== Exercise details ==
Answer these questions from the comfrey growing notes below:
(a) What height does comfrey reach?
(b) How many times a year can its leaves be harvested?
(c) By what two methods can the plants be propagated?

== Passage shown ==
Comfrey is a vigorous grower, and difficult to get rid of once it has established itself, so choose its spot carefully. Most allotment gardeners plant this close to their compost bins, and since it will cope with most soils, and is happy in full sun or partial shade siting it near the composting area is rarely a problem.
Comfrey will grow to around 50cm-1m high with a spread of around 60cm, and produces attractive pink flowers in summer. Buy pot grown plants from a nursery and plant out in their final position.
Comfrey leaves can be harvested 3 or 4 times per year, just cut them with shears.
Plants can be propagated by division or by root cuttings.
Comfrey Tea Recipe
This is the most common use for comfrey. You will find numerous recipes, but here are the most common methods of making this fertiliser.

== Data for review ==
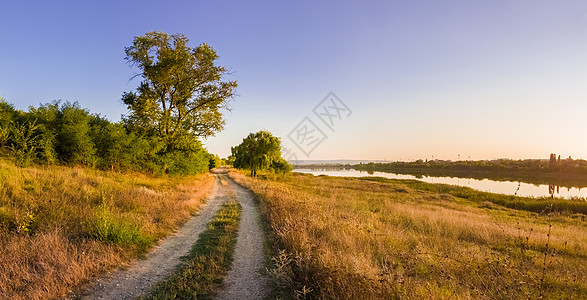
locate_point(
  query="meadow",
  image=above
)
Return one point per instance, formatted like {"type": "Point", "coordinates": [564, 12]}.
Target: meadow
{"type": "Point", "coordinates": [351, 238]}
{"type": "Point", "coordinates": [61, 226]}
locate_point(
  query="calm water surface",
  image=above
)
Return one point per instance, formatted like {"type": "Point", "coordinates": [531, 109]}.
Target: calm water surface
{"type": "Point", "coordinates": [501, 187]}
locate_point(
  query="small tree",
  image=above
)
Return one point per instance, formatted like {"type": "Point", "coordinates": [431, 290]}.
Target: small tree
{"type": "Point", "coordinates": [259, 151]}
{"type": "Point", "coordinates": [182, 90]}
{"type": "Point", "coordinates": [24, 144]}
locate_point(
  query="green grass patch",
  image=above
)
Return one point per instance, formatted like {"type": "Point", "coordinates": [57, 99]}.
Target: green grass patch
{"type": "Point", "coordinates": [108, 229]}
{"type": "Point", "coordinates": [208, 261]}
{"type": "Point", "coordinates": [537, 205]}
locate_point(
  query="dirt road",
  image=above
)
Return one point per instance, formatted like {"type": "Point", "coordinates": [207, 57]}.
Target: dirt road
{"type": "Point", "coordinates": [244, 281]}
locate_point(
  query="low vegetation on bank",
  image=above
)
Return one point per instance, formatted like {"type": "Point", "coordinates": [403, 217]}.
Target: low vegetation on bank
{"type": "Point", "coordinates": [60, 226]}
{"type": "Point", "coordinates": [348, 238]}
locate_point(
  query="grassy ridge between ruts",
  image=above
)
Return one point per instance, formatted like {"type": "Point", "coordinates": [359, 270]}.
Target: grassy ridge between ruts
{"type": "Point", "coordinates": [348, 238]}
{"type": "Point", "coordinates": [208, 261]}
{"type": "Point", "coordinates": [61, 226]}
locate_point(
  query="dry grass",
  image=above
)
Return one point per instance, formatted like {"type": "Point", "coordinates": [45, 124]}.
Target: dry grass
{"type": "Point", "coordinates": [344, 238]}
{"type": "Point", "coordinates": [61, 226]}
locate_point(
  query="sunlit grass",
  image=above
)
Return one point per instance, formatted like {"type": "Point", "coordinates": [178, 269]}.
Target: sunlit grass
{"type": "Point", "coordinates": [208, 262]}
{"type": "Point", "coordinates": [60, 226]}
{"type": "Point", "coordinates": [344, 238]}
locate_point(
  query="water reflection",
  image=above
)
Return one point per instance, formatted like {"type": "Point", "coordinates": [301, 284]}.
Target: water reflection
{"type": "Point", "coordinates": [518, 188]}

== Result ==
(a) Around 50cm to 1m high.
(b) 3 or 4 times per year.
(c) By division or by root cuttings.